Pointing dataset excerpts
--- Start ---
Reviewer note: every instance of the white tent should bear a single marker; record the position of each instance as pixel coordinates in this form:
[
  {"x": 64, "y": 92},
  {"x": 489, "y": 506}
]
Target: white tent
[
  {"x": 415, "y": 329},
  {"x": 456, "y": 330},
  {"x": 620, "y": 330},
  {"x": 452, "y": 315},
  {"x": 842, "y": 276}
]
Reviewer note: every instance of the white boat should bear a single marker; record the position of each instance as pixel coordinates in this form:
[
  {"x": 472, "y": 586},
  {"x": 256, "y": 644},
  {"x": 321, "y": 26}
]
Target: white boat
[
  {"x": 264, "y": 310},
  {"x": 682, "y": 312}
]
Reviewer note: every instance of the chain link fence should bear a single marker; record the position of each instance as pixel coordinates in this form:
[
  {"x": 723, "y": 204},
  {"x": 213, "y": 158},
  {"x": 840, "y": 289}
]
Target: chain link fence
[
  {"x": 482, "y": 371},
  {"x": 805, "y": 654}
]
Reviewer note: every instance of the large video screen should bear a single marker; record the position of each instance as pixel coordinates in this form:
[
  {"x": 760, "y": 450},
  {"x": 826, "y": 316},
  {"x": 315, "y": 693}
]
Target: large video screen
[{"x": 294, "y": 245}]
--- End ---
Copy out all of the material above, requests included, and shift every x and y pixel coordinate in the answers by -28. Leave the numbers in the requests and their format samples as they are.

Reviewer note: every instance of the white tent should bear a single marker; record the position of each instance as pixel coordinates in this form:
[
  {"x": 64, "y": 92},
  {"x": 489, "y": 506}
]
Target: white tent
[
  {"x": 387, "y": 301},
  {"x": 428, "y": 302},
  {"x": 592, "y": 302},
  {"x": 424, "y": 287},
  {"x": 814, "y": 248}
]
Reviewer note: every instance of the white boat should bear a single marker; record the position of each instance as pixel coordinates in this form:
[
  {"x": 472, "y": 586},
  {"x": 256, "y": 644},
  {"x": 321, "y": 26}
]
Target: white boat
[
  {"x": 236, "y": 282},
  {"x": 654, "y": 284}
]
Reviewer note: every instance of the chain link fence should bear a single marker; record the position of each instance as pixel coordinates in this form:
[
  {"x": 723, "y": 204},
  {"x": 213, "y": 158},
  {"x": 840, "y": 289}
]
Target: chain link fence
[
  {"x": 454, "y": 343},
  {"x": 777, "y": 626}
]
Reviewer note: every instance of the large video screen should bear a single marker; record the position of each instance as pixel coordinates in this form:
[
  {"x": 760, "y": 450},
  {"x": 826, "y": 316},
  {"x": 315, "y": 693}
]
Target: large video screen
[{"x": 266, "y": 217}]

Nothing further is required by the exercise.